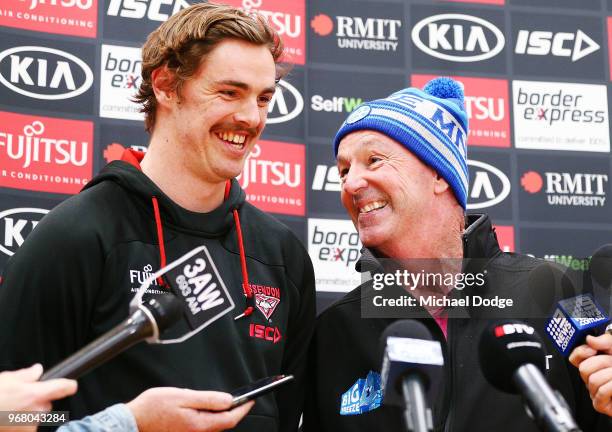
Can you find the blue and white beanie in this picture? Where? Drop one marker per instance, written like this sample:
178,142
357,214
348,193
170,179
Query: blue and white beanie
431,123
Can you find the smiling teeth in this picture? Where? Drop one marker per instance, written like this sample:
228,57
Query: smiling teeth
372,206
232,137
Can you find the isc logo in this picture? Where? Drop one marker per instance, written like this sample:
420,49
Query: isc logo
508,329
150,8
260,331
559,44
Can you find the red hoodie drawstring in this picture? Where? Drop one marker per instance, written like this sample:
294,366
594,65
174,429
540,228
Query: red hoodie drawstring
160,240
246,287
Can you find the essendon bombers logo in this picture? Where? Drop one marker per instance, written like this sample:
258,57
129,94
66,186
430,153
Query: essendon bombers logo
266,299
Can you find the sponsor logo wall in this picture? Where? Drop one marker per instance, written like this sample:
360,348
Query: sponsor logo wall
537,78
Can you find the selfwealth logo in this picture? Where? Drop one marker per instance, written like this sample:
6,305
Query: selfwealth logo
287,18
334,247
567,188
45,73
561,116
66,17
458,38
274,179
119,82
486,104
16,224
45,154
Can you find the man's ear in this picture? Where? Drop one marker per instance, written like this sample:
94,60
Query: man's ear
162,81
440,185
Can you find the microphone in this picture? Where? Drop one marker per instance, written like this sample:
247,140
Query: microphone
411,371
146,322
512,360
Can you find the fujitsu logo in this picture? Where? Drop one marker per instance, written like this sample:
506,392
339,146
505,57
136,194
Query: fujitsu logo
276,173
483,108
31,147
378,34
283,23
81,4
60,74
458,37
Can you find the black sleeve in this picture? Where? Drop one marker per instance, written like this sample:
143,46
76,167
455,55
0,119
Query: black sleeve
48,291
290,398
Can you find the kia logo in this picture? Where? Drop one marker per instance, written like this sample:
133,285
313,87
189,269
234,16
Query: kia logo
482,188
61,74
458,38
17,224
283,109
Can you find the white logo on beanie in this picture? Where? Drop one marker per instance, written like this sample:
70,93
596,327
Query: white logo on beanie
358,114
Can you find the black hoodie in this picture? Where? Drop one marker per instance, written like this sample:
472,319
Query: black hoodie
73,278
345,348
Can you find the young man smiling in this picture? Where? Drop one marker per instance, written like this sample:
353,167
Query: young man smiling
208,74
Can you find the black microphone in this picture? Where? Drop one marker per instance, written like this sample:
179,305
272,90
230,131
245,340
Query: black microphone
411,371
147,322
512,360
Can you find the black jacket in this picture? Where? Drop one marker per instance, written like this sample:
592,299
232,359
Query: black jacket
73,278
346,347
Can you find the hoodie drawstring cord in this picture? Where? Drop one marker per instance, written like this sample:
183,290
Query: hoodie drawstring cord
160,240
246,287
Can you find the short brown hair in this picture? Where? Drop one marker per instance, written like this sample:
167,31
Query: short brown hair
182,42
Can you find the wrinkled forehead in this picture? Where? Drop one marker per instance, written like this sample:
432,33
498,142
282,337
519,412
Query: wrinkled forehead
364,141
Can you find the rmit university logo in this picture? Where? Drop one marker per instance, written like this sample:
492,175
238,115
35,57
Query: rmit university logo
44,73
488,185
286,104
155,10
568,189
16,224
458,38
358,33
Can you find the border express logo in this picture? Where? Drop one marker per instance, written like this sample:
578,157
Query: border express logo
119,82
334,246
66,17
560,116
45,154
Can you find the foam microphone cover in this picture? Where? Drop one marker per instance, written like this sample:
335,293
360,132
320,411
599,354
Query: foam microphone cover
548,283
504,347
166,309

※ ※ ※

* **Problem statement**
Reproduce every record above exactly, but leave out the pictures.

* **Reply to the task**
Can you find the blue and white beanie in this picture? Where? Drop one marker per instance, written like this sample:
178,142
357,214
348,193
170,179
Query: blue and white beanie
431,123
Can you find the smiling teeth in this picture? Where? Drop one marker per instance, written like this sample:
228,57
Query: smiling teeth
372,206
232,137
Can you find the isc logo in this picture? Where? Drop one marker per instance, written like this sample:
420,49
Query: isc logo
508,329
150,8
260,331
559,44
Can you find the red hoodie drawstring in this picture? Where? Drop one marker per instance, written like this sample:
294,366
594,65
174,429
540,228
Query: red hoodie drawstring
160,240
246,287
Can you find the essendon bombers logo in this picture? Where? Drop one marker per instance, written like this sample:
258,57
129,94
66,186
430,153
Query: essendon bombers logo
266,299
Can you find the sponsor logo wall in this picture? Where? Drop one marker per instance, written like this sample:
360,348
Query: sponsor logo wall
537,78
Can you find the selfwealth logo in this picture? Where? Drop one marker per instance, written like this sample:
6,305
Query: selfwealth logo
287,18
334,247
567,188
45,73
561,116
66,17
458,38
274,179
119,82
486,104
16,224
45,154
Can you find the man's ear in this picture? Where? Drop one marker per instance, written like this sample:
94,60
Query: man's ear
162,81
440,185
Can you find the microphone in this picture? Where? Drop one marker per instance, written like this sample:
247,140
Query: microphone
411,371
146,322
512,360
Can you find the fujitsu logo in this picture? Where? Drop one marker per instance, written like this sample:
506,392
339,146
505,57
136,194
Query: fujitsu logo
276,173
483,108
31,147
378,34
283,23
81,4
60,74
458,37
Can you find the black sleeve in this picture? Where? Drop one marker per instance, written like this sample:
143,46
76,167
455,55
0,119
Query: black sleeve
48,291
290,398
Can you find the kia logo in this picture? Where? Drop one marker per instance, written like this sample:
133,285
313,87
189,269
234,16
Query: kia logo
482,188
61,74
458,38
17,224
283,109
Can you find the white logo on beanie in this picture? Where? Drop one marker per instance, written like this sample:
70,93
596,327
Query: white logo on beanie
358,114
Can you find the black hoodie in this picture? Where? Drop one marker per instance, written like this sample:
472,319
Query: black hoodie
73,278
345,348
Can you find the young man smiling in this picture? Where? Drop one marker per instance, written like this sample:
353,167
Query: young man smiling
208,74
Can you find the black microphone in this picture? Where? Drop one marker per instance, written like this sample:
179,305
272,90
230,131
245,340
Query: black microphone
411,371
147,322
512,360
Can you find the black jacket in this picture? Where? Drop one marker per instance, written like this sample:
592,299
232,359
Query: black jacket
73,278
346,347
Can you find the hoodie drawstring cord in this picture? Where? Drop one marker per instance, written like this sample:
183,290
Query: hoodie drawstring cord
160,240
246,287
Can you find the short brown hair in this picture? Where? Drop one marker per instance, written like this sample:
167,31
Query: short brown hair
182,42
Can you find the wrinkled forehead in this picture? Where? Drop one marker per instance, written like this sample:
432,33
498,142
282,337
519,412
Query: wrinkled forehead
364,141
Can you find the rmit university logo in this picture? Where? Drop one marker per instance, written like this sample:
492,175
238,115
35,57
Query: rmit university logo
44,73
488,185
286,104
155,10
568,189
16,224
458,38
358,33
Can you find the border express logo in this picture? Where? Drop one marker per instance, written like this sample:
578,157
Query: border express logo
119,82
334,246
66,17
560,116
45,154
Can you find the foam microphone cover in this picture? Where? Drop one marker per instance, written like this sample:
335,293
360,132
320,411
599,354
Query: foam microphone cover
548,283
504,347
166,309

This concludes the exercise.